> **Instrução**: Transcreva, sem qualquer alteração, o trecho do texto sobre as parcerias público-privadas nos hospitais que vai de "Prefiro focar no" até "Nacional de Saúde.", inclusive.

┌─ Passagem selecionada

Do ponto de vista político, deixarei para outros comentadores como interpretar o ser o Bloco de Esquerda a fazer este anúncio, mesmo que depois tenha gerado respostas do PCP e do PS a afirmarem que a discussão não se encontra ainda concluída.
Prefiro focar no que é a substância da decisão. As parcerias público-privadas são um contrato entre o sector público e o sector privado. São por isso um instrumento que as políticas públicas podem utilizar, se e quando for útil, e não um fim em si mesmo. Aliás, todos os hospitais neste modelo não deixam de ser hospitais do Serviço Nacional de Saúde, iguais a todos os outros do ponto de vista do cidadão.
As parcerias devem por isso ser avaliadas por se estão ou não a cumprir a sua missão. Ou seja, verificar se os objetivos assistenciais têm sido cumpridos, e se os contratos têm sido respeitados, nomeadamente nos custos para Serviço Nacional de Saúde.
Se as parcerias público-privadas dos hospitais estivessem a ser ruinosas para o SNS, era natural ver isso refletido nas propostas e documentos do Governo. Contudo, olhando para o Programa Nacional de Reformas, documento disponibilizado na semana que passou pelo Governo - a 15 de Abril de 2019 - e fácil de aceder no sítio de internet do Parlamento, não se encontra nada que permita concluir por resultados desastrosos dessas parcerias. É aliás dito nesse documento do Governo que, passo a citar "os relatórios sobre as parcerias público-privadas relativos aos hospitais de Braga e Cascais concluíram que houve uma efetiva transferência de riscos para os parceiros privados, que obtiveram uma rentabilidade económica bastante inferior à que projetaram, sem que daí adviessem quaisquer encargos adicionais para o Estado." (fim de citação).
Fica por isso a perplexidade de haver um acompanhamento pelo Governo com expressão pública de uma avaliação que não declara as parcerias como negativas para o SNS e uma discussão no Parlamento que as quer proibir. As duas situações parecem pertencer a dois mundos diferentes.

└─
┌─ Excertos de dados

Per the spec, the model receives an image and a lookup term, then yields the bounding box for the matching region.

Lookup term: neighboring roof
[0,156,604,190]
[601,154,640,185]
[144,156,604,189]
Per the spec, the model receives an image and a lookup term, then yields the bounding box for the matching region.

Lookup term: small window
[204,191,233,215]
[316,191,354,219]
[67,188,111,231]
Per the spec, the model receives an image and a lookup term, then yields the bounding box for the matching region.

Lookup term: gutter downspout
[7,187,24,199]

└─
┌─ Excertos de dados

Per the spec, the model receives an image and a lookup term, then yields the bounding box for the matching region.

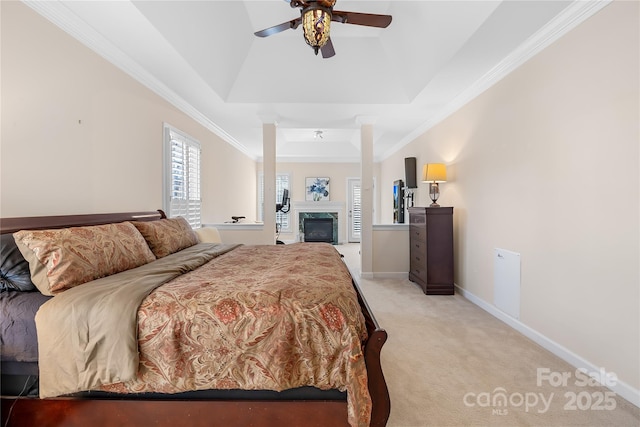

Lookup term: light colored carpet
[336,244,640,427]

└─
┌─ Excertos de dados

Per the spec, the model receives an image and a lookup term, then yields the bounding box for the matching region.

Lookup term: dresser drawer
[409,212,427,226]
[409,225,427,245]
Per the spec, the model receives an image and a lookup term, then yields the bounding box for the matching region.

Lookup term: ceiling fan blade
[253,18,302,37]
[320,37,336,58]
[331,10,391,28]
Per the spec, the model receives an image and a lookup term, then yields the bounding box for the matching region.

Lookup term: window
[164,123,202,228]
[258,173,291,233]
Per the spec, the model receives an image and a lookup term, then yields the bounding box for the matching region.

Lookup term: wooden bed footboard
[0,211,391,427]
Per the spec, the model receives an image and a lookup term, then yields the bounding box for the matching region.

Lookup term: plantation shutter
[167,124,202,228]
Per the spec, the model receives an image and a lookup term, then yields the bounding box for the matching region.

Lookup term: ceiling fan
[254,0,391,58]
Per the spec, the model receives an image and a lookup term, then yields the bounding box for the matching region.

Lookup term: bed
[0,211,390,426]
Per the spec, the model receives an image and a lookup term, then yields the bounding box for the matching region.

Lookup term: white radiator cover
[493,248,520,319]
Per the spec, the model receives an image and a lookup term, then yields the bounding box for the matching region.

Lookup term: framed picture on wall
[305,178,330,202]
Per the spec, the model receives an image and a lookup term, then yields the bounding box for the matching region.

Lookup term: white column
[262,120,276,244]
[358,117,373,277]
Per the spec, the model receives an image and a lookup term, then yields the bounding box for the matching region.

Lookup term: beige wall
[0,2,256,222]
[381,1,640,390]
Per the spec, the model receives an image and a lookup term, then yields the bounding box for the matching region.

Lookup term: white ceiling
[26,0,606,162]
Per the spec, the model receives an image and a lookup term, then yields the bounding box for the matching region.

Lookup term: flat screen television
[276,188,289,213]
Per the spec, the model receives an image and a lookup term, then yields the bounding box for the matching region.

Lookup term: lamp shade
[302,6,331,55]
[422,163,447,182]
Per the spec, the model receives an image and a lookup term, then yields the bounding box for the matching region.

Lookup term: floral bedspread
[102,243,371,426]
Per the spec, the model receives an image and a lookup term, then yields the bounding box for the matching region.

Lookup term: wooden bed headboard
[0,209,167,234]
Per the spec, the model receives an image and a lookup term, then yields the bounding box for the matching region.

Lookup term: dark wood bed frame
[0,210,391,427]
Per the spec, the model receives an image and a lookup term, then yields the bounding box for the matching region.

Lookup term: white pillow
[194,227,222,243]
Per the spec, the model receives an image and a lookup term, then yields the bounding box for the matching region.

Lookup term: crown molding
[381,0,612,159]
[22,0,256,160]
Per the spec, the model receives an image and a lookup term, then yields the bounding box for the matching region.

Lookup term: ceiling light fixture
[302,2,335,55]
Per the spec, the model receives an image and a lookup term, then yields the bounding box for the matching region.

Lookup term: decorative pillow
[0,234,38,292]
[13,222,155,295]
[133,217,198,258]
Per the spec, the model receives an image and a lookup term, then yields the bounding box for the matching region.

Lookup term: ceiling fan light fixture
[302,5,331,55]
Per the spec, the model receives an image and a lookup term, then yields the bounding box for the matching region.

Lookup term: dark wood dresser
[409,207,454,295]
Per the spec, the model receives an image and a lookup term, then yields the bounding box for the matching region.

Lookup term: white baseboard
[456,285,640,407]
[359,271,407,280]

└─

> **Resultado da tarefa**:
Prefiro focar no que é a substância da decisão. As parcerias público-privadas são um contrato entre o sector público e o sector privado. São por isso um instrumento que as políticas públicas podem utilizar, se e quando for útil, e não um fim em si mesmo. Aliás, todos os hospitais neste modelo não deixam de ser hospitais do Serviço Nacional de Saúde, iguais a todos os outros do ponto de vista do cidadão.
As parcerias devem por isso ser avaliadas por se estão ou não a cumprir a sua missão. Ou seja, verificar se os objetivos assistenciais têm sido cumpridos, e se os contratos têm sido respeitados, nomeadamente nos custos para Serviço Nacional de Saúde.